-- Begin TEXT SECTION --

Search and copy XML files into a new directory

Questions about XML that are not covered by the other forums should go here.
crult
Posts: 20
Joined: Thu Jan 21, 2010 10:21 pm

Search and copy XML files into a new directory

Post by crult » Thu Jan 21, 2010 10:33 pm

Hello,

i'm using the 10.3 version of Oxygen in windows xp. I have the following problem: i have some folders with many XML files inside. I want to find only the files that contain a specific annotation (for example <Secteur>SCI</Secteur> ). There are some newspaper articles in XML format. The content SCI indicates that this is a science article. Other articles have <Secteur>SPO</Secteur> for Sports for example. I want to find only the science articles and to copy them in a new directory, doing it automatically. There is any solution? I used the option find, i found some results but i can't take each file manually to copy it (600 results). Thanks for your response.

adrian
Posts: 2659
Joined: Tue May 17, 2005 4:01 pm

Re: Search and copy XML files into a new directory

Post by adrian » Fri Jan 22, 2010 12:09 pm

Hi,

The 'Find/Replace in Files' from Oxygen, as the name implies, only does find and replace. The only copying is done to backup the old files(with a custom file extension) during replace but I don't think that would be very useful.
So the answer is no, there isn't a way to do this automatically.

Regards,
Adrian
Adrian Buza
<oXygen/> XML Editor, Schema Editor and XSLT Editor/Debugger
http://www.oxygenxml.com

crult
Posts: 20
Joined: Thu Jan 21, 2010 10:21 pm

Re: Search and copy XML files into a new directory

Post by crult » Fri Jan 22, 2010 1:57 pm

If i make a minor change on the target XML files, ask for their backup with .xml extension and find them? What's the backup directory? If it isn't the solution, is that possible with another software or tool (or XSLT)?

thank u very much

adrian
Posts: 2659
Joined: Tue May 17, 2005 4:01 pm

Re: Search and copy XML files into a new directory

Post by adrian » Fri Jan 22, 2010 3:57 pm

They are not backed up to a different directory, they are placed in the same directory as the modified file, they are just appended that custom extension(default is bak).

You could probably do this in ANT but you have to do a little research.

-- End TEXT SECTION --
-- Begin RECORDED INFORMATION --

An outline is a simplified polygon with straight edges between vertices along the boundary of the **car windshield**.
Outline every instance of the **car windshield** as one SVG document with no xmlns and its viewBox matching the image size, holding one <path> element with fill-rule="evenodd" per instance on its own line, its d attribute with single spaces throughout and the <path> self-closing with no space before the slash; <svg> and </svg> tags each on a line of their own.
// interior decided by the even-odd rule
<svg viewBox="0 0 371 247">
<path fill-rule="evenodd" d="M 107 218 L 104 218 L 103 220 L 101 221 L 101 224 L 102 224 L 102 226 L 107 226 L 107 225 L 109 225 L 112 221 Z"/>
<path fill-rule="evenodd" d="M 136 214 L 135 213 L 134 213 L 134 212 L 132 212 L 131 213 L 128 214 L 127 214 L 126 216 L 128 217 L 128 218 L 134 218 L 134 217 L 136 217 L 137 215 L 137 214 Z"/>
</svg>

-- End RECORDED INFORMATION --

**THE TASKS:**
1. Duplicate the stretch of the XML file-copying thread from "They are not" through "a little research.".
2. Go on with the forum thread about copying XML files, starting after the last sentence shown.

**ANSWERS TO THE EXERCISES:**
1.
They are not backed up to a different directory, they are placed in the same directory as the modified file, they are just appended that custom extension(default is bak).

You could probably do this in ANT but you have to do a little research.

2.
Here's a starting point:
http://mail-archives.apache.org/mod_mbo ... hoo.com%3E

Regards,
Adrian
Adrian Buza
<oXygen/> XML Editor, Schema Editor and XSLT Editor/Debugger
http://www.oxygenxml.com

crult
Posts: 20
Joined: Thu Jan 21, 2010 10:21 pm

Re: Search and copy XML files into a new directory

Post by crult » Fri Jan 22, 2010 9:10 pm

Thank you very much for the instructions, i have to try this!

crult
Posts: 20
Joined: Thu Jan 21, 2010 10:21 pm

Re: Search and copy XML files into a new directory

Post by crult » Thu Jan 28, 2010 9:28 pm

hi,

someone proposed me something like this:

''If you have XSLT 2.0, you can store the locations of all files in an extra file, then for each location in that file, check this category, and then produce a new document that is the copy-of the document. AFAIK, Oxygen's XSLT processor is XSLT 1.0. Does the editor have SAXON? SAXON is an XSLT 2.0 processor, so it could do the job (assuming that using the editor every time you want to trigger SAXON is OK for you).''

Can you give me some information? Thank you very much!

adrian
Posts: 2659
Joined: Tue May 17, 2005 4:01 pm

Re: Search and copy XML files into a new directory

Post by adrian » Fri Jan 29, 2010 12:07 pm

Oxygen does use Saxon 6.5.5 for XSLT 1.0 and Saxon 9.2(Oxygen 11.1) for XSLT 2.0. But you do need a bit of XSLT knowledge to write the stylesheet to do this.

Regards,
Adrian
Adrian Buza
<oXygen/> XML Editor, Schema Editor and XSLT Editor/Debugger
http://www.oxygenxml.com

crult
Posts: 20
Joined: Thu Jan 21, 2010 10:21 pm

Re: Search and copy XML files into a new directory

Post by crult » Sun Jan 31, 2010 6:31 pm

That's what i need i think!thank you very much for the support. If i have any questions i'll post them. thanks!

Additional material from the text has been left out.